===== SUPPLIED MATERIAL

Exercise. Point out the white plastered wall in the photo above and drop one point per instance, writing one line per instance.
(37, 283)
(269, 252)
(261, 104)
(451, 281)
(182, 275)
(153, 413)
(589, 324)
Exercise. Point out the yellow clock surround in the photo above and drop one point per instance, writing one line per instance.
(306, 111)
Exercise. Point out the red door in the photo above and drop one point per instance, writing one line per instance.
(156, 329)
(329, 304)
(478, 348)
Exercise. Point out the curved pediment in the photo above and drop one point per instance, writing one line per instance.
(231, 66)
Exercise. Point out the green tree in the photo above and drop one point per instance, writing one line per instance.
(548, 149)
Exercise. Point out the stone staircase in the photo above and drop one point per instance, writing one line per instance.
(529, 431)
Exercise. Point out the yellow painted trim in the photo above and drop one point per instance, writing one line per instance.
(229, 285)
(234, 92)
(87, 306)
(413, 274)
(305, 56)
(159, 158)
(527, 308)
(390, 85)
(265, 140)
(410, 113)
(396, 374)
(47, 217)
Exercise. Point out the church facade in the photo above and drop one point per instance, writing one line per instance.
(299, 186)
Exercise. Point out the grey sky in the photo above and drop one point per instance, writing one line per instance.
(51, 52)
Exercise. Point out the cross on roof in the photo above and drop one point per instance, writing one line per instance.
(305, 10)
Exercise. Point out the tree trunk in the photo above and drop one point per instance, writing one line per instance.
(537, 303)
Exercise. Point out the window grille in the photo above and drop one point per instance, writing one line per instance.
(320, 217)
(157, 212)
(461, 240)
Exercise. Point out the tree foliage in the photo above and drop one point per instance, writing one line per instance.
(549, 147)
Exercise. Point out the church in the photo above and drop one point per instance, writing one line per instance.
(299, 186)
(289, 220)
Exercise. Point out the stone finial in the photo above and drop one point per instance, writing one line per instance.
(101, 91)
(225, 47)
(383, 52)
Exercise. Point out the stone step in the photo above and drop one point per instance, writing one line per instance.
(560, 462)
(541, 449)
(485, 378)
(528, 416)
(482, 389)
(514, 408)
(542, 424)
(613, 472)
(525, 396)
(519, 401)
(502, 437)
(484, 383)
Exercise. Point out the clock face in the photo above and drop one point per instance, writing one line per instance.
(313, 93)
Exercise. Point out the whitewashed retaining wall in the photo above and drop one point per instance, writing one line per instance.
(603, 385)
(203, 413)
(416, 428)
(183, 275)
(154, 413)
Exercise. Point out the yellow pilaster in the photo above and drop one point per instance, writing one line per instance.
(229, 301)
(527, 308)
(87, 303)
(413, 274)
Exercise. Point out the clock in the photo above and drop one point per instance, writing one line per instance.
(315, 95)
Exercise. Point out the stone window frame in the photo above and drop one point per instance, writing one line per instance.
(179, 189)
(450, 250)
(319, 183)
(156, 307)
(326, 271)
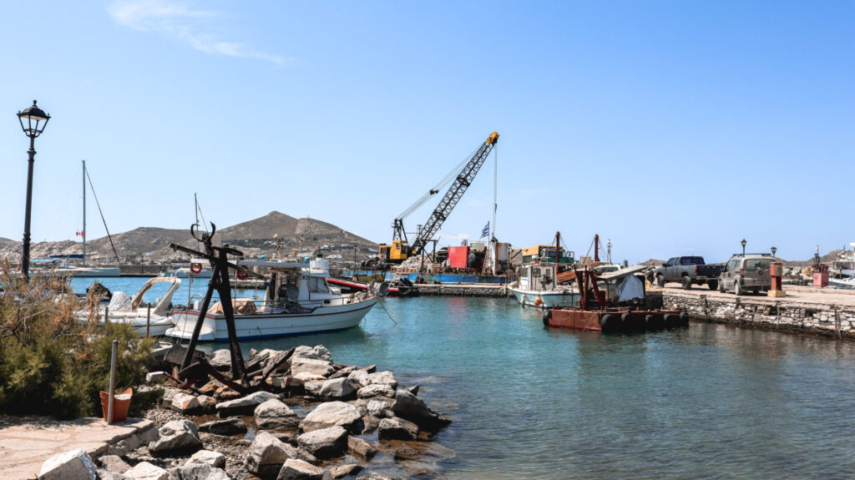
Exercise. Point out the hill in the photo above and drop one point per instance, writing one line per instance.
(254, 237)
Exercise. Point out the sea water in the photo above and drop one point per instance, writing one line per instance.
(706, 401)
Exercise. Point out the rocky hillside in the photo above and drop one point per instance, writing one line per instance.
(254, 237)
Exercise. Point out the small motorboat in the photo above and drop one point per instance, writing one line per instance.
(298, 300)
(124, 309)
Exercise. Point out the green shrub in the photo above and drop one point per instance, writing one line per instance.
(52, 364)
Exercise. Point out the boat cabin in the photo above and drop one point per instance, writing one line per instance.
(546, 253)
(298, 284)
(538, 276)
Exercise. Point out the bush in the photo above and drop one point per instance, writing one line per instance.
(50, 363)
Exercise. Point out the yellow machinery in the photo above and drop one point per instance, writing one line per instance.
(463, 175)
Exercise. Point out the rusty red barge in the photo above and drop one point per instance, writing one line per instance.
(592, 314)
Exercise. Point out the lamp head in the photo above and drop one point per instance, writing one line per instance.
(33, 120)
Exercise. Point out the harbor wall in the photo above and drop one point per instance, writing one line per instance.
(829, 320)
(495, 291)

==========

- **TASK DESCRIPTION**
Reproduce only those lines of the entries above that run from the line with "Exercise. Point out the yellow machinery" to the final line.

- **EXERCISE ANSWER**
Exercise. Point out the yellow machinery in the photo above and drop one point per instance, writing one line per instance.
(463, 175)
Exercise. Point out the rusty red barge in the photo above and drop one point per instance, writing one line per instance.
(592, 314)
Exercise. Point out the lamp head in the photo above and drop one point per instance, writing one line per instance.
(33, 120)
Exercise. Point out the harbor wall in the photo above and drop one point per instance, writing one line per instance.
(829, 320)
(495, 291)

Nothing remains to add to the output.